### CONSIGNES
a - Reproduisez tel quel le passage du texte proposé qui va de « Revenons un moment » à « des pratiques s-m. », ces deux bornes comprises.
b - D'après le texte proposé, quel est le métier de la personne que l'habituée des soirées y a croisée ?

Revenons un moment au fond du débat. L’énumération fournie par Agnès Giard est très réjouissante ; je ne vois pas qu’elle contredise mon hypothèse. Le fait que notre habituée des soirées y ait croisé un éboueur ne dit rien ni de la fréquence des pratiques s-m chez les éboueurs ni de la proportion des éboueurs chez les pratiquants s-m. La liste à la Prévert peut donner, je pense que c’est ce que croit sincèrement Agnès Giard, l’impression que « tout le monde est là », que la diversité de la société est « représentée », bref que ces soirées sont à l’image de la société dans son ensemble. On peut considérer que c’est le contraire d’un raisonnement scientifique, en l’occurrence sociologique. En réalité, il n’y a tout simplement aucun rapport entre la « diversité » de la liste (dont je ne conteste pas la réalité) et la réalité sociologique des pratiques s-m.

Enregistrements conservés
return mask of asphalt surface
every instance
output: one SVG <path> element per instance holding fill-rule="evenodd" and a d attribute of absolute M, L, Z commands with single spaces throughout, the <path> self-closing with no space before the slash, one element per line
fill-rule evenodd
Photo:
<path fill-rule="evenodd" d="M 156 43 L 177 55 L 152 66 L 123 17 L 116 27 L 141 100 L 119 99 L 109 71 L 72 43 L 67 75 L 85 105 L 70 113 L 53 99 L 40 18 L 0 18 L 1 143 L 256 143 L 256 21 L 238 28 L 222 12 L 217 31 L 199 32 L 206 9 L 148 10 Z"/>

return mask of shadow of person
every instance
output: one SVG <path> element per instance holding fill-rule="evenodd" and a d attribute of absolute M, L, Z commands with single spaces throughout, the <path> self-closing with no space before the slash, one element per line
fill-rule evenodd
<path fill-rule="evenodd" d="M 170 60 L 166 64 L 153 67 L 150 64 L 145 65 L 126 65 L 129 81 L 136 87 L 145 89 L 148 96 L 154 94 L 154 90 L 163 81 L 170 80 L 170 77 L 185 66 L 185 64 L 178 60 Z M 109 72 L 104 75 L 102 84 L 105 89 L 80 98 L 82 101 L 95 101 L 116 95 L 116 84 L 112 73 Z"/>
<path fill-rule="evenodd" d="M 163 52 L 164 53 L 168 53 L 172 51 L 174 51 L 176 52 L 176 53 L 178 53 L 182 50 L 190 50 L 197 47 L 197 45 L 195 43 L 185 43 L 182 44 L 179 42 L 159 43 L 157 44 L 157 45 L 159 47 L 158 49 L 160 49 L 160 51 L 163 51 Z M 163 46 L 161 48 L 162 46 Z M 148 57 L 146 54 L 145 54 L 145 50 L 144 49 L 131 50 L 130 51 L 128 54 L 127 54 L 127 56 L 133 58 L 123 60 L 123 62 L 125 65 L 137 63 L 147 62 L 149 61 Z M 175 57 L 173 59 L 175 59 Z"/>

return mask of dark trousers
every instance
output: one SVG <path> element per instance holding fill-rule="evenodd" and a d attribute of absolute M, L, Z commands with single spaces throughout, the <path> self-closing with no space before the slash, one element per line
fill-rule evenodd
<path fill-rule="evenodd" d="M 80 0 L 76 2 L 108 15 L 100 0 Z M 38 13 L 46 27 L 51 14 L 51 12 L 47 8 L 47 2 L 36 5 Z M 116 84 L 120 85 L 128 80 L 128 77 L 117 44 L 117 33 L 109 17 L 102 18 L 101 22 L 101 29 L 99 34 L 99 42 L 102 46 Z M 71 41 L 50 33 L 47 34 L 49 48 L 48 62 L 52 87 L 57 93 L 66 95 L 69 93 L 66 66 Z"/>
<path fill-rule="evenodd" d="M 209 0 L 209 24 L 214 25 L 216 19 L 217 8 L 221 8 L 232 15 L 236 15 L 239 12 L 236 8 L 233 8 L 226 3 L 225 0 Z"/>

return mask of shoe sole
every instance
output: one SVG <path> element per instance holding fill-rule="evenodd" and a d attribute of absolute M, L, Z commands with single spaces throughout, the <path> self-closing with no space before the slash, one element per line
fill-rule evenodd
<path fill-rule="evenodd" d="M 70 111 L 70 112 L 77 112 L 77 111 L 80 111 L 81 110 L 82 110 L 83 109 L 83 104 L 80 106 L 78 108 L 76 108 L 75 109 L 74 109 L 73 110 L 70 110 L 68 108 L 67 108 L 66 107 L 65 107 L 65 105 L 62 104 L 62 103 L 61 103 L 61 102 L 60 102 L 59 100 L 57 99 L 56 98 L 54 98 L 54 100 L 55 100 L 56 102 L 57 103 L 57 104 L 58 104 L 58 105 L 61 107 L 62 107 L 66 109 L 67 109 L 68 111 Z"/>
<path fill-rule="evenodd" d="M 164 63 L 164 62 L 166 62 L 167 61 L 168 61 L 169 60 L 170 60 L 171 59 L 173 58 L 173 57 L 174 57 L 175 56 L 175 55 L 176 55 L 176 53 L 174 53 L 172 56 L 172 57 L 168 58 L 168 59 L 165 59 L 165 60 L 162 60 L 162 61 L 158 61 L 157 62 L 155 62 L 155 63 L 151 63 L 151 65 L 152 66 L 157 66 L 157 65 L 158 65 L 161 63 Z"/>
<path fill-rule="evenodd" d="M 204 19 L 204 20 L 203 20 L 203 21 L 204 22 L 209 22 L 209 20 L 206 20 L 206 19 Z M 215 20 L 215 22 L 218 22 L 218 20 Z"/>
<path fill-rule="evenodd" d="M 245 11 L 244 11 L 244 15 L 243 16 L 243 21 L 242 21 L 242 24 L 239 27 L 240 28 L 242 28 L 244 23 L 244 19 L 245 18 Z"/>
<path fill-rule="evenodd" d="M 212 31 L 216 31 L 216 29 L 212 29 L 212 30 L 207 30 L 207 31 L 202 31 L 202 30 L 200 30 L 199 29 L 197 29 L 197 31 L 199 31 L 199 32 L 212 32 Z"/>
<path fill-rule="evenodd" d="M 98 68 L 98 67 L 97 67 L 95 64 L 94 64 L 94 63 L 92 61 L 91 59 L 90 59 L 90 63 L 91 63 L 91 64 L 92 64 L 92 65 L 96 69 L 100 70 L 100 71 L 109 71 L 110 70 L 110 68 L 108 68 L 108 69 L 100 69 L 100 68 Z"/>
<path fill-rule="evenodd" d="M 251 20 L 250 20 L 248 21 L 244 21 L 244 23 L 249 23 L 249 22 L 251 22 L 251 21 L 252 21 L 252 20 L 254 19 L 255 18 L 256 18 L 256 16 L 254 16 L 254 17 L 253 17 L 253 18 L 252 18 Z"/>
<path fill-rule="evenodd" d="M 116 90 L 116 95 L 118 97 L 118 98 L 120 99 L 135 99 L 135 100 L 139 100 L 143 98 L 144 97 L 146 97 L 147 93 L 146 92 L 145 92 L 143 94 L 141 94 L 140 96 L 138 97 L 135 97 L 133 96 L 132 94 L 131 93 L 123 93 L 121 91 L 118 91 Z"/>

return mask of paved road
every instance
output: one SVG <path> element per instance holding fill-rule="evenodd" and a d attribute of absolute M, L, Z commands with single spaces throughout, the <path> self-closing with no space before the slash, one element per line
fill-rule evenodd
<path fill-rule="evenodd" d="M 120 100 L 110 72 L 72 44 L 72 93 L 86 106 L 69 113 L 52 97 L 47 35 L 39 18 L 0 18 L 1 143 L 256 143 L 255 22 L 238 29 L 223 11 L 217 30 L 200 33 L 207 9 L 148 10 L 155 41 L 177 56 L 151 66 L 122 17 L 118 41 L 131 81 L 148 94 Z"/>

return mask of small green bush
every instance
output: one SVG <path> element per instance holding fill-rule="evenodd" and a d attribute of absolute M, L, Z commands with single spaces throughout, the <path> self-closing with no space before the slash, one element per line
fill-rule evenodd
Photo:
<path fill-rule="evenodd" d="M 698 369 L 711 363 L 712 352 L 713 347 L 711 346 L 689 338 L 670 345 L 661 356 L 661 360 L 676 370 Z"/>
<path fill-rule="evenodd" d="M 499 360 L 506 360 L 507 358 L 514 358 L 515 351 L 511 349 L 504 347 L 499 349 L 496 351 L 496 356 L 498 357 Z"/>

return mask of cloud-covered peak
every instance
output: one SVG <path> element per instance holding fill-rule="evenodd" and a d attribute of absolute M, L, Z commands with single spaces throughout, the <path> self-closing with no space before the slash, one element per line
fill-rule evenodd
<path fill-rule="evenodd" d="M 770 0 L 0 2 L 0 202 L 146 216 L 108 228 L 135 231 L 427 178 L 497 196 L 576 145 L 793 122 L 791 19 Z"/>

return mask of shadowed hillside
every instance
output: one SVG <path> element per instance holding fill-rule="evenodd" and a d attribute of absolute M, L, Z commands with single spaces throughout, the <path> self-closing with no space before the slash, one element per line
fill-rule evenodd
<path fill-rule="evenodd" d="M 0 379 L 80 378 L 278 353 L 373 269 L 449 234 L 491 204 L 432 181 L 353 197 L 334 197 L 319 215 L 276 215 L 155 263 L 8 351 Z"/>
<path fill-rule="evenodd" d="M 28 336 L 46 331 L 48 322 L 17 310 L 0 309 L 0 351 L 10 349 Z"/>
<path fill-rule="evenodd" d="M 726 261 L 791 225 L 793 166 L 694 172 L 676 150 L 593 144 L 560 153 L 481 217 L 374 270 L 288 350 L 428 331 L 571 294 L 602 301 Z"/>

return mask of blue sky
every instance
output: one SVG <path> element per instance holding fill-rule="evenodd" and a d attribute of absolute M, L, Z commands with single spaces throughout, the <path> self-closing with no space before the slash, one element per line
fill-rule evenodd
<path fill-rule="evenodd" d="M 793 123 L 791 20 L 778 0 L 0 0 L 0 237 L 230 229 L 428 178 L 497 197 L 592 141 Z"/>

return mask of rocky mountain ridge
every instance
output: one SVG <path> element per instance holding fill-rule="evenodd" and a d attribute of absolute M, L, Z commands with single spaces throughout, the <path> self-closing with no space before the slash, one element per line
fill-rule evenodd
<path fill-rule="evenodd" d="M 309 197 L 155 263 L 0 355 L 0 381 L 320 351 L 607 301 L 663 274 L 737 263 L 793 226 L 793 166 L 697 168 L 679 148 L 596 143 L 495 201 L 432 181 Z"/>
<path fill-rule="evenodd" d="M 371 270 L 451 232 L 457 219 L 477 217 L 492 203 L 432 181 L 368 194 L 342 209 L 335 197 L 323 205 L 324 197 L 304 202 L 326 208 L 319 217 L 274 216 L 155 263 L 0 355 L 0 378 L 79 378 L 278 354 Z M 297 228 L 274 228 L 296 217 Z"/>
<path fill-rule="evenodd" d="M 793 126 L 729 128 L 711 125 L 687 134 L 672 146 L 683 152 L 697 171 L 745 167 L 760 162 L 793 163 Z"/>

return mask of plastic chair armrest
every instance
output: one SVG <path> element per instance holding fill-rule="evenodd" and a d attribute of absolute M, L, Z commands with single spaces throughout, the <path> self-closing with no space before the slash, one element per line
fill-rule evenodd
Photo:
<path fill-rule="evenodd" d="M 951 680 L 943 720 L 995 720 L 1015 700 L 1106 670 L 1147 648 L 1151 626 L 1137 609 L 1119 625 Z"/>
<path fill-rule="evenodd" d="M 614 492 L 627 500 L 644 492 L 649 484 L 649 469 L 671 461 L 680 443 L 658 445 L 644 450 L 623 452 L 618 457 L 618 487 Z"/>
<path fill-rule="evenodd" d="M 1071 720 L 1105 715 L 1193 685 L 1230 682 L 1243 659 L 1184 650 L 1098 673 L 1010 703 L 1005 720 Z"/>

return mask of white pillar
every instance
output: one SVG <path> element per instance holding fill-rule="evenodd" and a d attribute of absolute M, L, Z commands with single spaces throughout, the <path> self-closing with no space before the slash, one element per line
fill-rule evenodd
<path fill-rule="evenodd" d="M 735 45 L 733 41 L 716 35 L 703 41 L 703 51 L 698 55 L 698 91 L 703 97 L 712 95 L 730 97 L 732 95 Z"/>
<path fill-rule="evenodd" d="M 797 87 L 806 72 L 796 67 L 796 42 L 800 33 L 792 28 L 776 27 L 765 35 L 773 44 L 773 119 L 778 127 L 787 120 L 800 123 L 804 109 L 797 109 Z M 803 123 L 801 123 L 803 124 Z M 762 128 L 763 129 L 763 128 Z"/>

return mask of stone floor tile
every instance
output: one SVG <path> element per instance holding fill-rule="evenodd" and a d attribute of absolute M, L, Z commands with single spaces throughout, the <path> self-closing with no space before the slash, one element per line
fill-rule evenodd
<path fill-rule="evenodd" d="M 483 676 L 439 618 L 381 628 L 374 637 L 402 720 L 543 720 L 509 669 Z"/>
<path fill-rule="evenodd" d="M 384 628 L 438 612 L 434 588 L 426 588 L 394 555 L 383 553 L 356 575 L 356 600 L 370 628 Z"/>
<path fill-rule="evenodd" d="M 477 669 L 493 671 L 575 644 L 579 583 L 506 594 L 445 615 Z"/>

### CORRIGÉ
a -
Revenons un moment au fond du débat. L’énumération fournie par Agnès Giard est très réjouissante ; je ne vois pas qu’elle contredise mon hypothèse. Le fait que notre habituée des soirées y ait croisé un éboueur ne dit rien ni de la fréquence des pratiques s-m chez les éboueurs ni de la proportion des éboueurs chez les pratiquants s-m. La liste à la Prévert peut donner, je pense que c’est ce que croit sincèrement Agnès Giard, l’impression que « tout le monde est là », que la diversité de la société est « représentée », bref que ces soirées sont à l’image de la société dans son ensemble. On peut considérer que c’est le contraire d’un raisonnement scientifique, en l’occurrence sociologique. En réalité, il n’y a tout simplement aucun rapport entre la « diversité » de la liste (dont je ne conteste pas la réalité) et la réalité sociologique des pratiques s-m.

b - Un éboueur.